Data entries
— START —
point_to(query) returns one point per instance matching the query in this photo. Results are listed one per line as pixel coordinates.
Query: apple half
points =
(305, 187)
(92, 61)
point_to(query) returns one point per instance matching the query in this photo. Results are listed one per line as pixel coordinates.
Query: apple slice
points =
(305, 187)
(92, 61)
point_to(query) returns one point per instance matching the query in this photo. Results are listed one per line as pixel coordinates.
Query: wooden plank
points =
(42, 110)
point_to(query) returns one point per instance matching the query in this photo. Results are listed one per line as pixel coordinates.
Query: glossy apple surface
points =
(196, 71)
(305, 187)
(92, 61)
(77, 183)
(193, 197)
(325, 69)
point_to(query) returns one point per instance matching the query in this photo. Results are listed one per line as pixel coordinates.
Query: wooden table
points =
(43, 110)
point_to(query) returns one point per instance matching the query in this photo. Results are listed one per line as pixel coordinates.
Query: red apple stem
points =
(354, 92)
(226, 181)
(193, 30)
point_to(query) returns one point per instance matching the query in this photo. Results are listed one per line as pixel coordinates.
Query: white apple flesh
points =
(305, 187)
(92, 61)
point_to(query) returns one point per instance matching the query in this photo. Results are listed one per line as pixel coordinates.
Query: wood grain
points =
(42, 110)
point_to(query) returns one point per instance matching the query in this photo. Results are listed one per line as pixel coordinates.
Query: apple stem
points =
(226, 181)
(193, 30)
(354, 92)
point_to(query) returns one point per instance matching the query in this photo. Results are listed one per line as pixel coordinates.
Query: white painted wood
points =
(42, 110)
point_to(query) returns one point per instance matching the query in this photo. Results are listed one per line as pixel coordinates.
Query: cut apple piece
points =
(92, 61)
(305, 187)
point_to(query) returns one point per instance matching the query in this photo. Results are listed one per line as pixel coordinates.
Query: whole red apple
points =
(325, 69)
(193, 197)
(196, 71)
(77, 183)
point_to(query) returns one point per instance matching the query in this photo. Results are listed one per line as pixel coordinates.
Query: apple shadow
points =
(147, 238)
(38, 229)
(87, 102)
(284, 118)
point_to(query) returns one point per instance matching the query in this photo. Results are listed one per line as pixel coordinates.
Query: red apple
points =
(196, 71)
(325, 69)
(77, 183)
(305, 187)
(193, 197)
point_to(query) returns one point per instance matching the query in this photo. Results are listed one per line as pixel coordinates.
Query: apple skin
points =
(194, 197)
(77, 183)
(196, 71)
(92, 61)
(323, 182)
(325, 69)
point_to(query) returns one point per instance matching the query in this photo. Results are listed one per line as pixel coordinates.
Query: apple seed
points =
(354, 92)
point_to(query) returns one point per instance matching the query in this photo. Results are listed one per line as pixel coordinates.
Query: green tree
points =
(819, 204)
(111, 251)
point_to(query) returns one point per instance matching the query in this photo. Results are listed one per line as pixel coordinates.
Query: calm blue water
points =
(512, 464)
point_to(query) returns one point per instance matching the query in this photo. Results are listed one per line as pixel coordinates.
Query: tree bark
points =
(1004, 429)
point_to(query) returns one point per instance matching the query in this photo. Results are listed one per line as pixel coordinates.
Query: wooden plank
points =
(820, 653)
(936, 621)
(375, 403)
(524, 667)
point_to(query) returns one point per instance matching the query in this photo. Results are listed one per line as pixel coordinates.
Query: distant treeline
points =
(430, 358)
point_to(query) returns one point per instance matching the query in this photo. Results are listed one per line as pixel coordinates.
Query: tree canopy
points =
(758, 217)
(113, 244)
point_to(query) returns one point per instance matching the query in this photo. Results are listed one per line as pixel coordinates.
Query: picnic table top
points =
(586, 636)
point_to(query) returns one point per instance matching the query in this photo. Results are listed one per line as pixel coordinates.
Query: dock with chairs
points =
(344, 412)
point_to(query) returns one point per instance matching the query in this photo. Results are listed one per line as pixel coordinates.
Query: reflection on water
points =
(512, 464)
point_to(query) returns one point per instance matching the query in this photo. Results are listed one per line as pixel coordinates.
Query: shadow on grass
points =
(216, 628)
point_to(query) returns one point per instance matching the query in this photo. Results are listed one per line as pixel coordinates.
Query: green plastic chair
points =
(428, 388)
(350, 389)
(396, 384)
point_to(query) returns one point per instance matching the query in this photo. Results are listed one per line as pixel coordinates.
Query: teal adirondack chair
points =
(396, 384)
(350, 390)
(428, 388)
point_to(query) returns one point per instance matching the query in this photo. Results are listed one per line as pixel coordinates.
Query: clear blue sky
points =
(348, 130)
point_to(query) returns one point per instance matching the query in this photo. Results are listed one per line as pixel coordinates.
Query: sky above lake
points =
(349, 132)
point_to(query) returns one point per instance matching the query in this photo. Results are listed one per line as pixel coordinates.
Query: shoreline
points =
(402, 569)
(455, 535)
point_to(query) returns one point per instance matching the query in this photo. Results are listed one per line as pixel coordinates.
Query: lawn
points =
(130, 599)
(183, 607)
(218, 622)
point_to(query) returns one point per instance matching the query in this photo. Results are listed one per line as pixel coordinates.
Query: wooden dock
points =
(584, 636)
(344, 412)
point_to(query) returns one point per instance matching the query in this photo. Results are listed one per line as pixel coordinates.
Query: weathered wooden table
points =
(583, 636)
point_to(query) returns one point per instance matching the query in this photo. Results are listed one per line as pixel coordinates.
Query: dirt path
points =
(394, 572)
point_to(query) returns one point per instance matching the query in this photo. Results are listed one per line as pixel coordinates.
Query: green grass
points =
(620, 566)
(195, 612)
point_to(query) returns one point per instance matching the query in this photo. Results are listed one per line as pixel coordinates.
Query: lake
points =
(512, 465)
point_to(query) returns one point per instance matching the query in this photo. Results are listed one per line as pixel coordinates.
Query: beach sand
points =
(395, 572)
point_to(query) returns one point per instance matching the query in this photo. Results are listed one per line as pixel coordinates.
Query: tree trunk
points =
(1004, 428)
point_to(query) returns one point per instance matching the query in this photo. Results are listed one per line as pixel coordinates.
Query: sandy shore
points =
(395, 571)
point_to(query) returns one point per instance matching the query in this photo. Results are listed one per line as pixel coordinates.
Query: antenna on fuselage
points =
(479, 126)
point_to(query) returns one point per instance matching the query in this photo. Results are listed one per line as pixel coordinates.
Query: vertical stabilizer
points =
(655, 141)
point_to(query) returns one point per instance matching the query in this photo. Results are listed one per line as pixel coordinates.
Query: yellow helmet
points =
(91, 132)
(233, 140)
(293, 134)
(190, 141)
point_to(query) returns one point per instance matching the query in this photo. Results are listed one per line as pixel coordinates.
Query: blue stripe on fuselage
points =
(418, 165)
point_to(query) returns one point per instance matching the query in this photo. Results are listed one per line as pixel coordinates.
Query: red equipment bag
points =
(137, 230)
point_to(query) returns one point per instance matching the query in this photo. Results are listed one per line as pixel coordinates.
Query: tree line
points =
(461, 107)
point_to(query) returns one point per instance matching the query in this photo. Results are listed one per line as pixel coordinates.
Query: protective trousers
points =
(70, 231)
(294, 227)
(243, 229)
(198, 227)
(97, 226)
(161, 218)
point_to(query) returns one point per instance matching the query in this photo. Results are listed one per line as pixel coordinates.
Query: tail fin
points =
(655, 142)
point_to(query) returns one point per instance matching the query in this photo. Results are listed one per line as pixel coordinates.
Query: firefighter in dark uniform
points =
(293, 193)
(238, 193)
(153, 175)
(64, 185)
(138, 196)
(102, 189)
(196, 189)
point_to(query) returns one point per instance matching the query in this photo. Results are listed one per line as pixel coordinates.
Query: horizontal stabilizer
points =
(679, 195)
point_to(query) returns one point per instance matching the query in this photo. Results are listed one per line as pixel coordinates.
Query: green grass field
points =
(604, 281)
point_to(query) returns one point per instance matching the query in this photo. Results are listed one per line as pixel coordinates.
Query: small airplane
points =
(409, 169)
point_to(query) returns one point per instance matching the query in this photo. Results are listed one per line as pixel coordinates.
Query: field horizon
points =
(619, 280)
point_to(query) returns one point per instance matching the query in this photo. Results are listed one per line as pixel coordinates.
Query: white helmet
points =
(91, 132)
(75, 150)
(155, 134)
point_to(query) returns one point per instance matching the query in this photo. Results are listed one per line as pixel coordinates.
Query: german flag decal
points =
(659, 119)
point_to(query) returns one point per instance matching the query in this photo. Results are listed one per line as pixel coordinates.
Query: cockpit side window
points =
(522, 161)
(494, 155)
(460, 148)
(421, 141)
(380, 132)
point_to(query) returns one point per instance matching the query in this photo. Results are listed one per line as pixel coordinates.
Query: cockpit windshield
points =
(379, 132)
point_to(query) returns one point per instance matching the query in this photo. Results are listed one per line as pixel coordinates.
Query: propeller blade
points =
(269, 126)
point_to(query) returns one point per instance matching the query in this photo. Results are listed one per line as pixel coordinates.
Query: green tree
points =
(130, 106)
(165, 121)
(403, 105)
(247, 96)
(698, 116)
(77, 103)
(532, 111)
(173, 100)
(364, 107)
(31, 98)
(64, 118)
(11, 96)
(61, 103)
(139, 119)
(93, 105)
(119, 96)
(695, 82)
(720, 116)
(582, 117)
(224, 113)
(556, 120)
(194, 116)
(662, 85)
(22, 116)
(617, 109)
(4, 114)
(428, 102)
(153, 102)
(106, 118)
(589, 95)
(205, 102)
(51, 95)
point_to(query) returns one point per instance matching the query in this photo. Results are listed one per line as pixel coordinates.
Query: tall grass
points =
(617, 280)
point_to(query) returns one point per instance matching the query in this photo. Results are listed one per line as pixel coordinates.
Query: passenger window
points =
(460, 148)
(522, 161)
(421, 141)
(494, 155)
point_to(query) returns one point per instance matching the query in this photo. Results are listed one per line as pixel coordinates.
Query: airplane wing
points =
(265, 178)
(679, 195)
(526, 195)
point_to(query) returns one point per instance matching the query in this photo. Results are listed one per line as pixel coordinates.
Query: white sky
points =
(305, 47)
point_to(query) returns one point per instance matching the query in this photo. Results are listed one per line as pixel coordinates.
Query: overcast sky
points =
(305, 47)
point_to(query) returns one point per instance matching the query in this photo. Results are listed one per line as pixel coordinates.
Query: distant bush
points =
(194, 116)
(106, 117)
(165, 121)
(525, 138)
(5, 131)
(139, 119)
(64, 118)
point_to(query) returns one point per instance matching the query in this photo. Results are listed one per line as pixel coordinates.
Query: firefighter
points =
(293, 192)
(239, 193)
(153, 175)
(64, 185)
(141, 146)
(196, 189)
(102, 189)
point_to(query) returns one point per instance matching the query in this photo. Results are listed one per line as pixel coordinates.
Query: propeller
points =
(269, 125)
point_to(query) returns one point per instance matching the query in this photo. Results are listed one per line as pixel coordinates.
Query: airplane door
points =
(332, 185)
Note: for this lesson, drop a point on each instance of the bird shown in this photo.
— END —
The problem:
Return each line of the records in which the string "airplane" appears, reproducing every such line in full.

Output of the task:
Query: small airplane
Query: airplane wing
Query: airplane door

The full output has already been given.